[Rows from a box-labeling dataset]
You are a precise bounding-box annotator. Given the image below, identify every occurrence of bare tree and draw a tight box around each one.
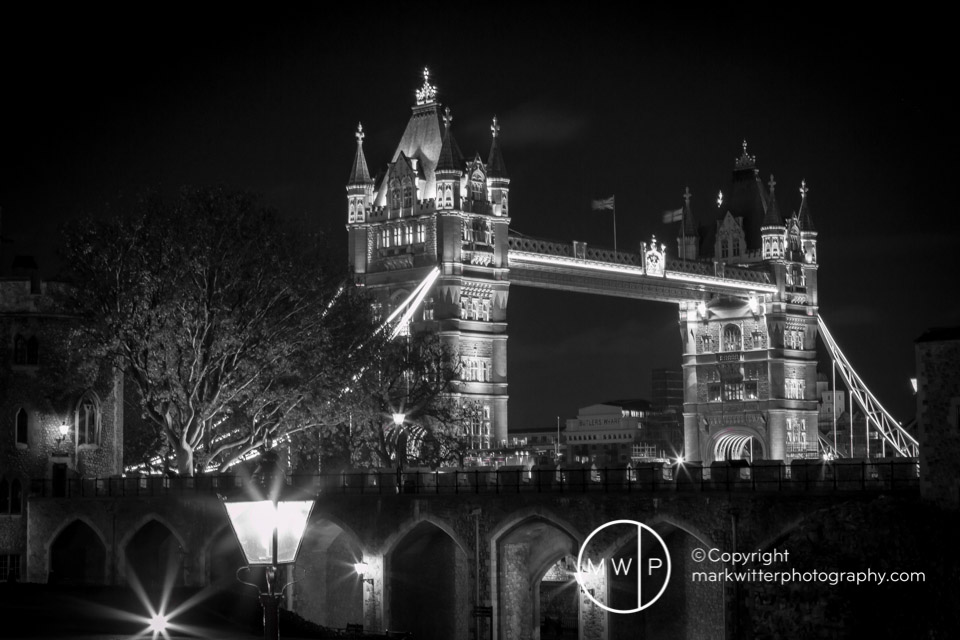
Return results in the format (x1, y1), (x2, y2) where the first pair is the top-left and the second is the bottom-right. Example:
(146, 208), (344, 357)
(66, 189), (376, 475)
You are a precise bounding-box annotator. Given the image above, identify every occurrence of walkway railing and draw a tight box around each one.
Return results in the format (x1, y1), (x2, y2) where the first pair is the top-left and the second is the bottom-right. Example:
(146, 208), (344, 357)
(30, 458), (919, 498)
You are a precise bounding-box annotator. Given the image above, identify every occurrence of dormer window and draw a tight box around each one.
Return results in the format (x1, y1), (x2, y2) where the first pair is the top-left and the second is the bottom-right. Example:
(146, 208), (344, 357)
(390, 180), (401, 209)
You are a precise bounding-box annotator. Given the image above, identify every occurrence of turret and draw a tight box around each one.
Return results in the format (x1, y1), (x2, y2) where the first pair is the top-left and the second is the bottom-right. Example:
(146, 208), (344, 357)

**What the task requires**
Swap every "top-left" in the material for "upper-left" and change nothing else. Leave the pictures out of your version.

**Result below**
You are a precise bounding-box annotator. Given the image below, identify every occurrence of bare tree and draw a tight box around each one.
Return results in the format (x1, y1), (x2, y2) where the first pair is the upper-left and the second is the bottom-right. Example:
(146, 208), (344, 357)
(66, 189), (376, 475)
You are a precise bounding-box annotator. Given the image above, identify every occurrence of walkway railing and draw a tight box around each one.
Return results in the format (x1, y1), (x2, y2) where the first pair is the upper-left and the second is the bottom-right. Example:
(146, 208), (344, 357)
(30, 458), (919, 498)
You are a precise bounding-box annotator. Given the image above, identify every occurrence of dormer window and draw a tight box around each one.
Return results in the format (x1, y1), (x2, y2) where the first pair is the upper-left and the second is the bottom-right. Example:
(146, 208), (344, 357)
(390, 180), (401, 209)
You are a precise bounding-box annotator. Given the image above, identify every occurrence of turret and draw a tight box around each one.
Return results in the format (x1, y1), (x2, y2) where the first pair is the upper-left and the second is the bottom-right. Example:
(146, 208), (344, 357)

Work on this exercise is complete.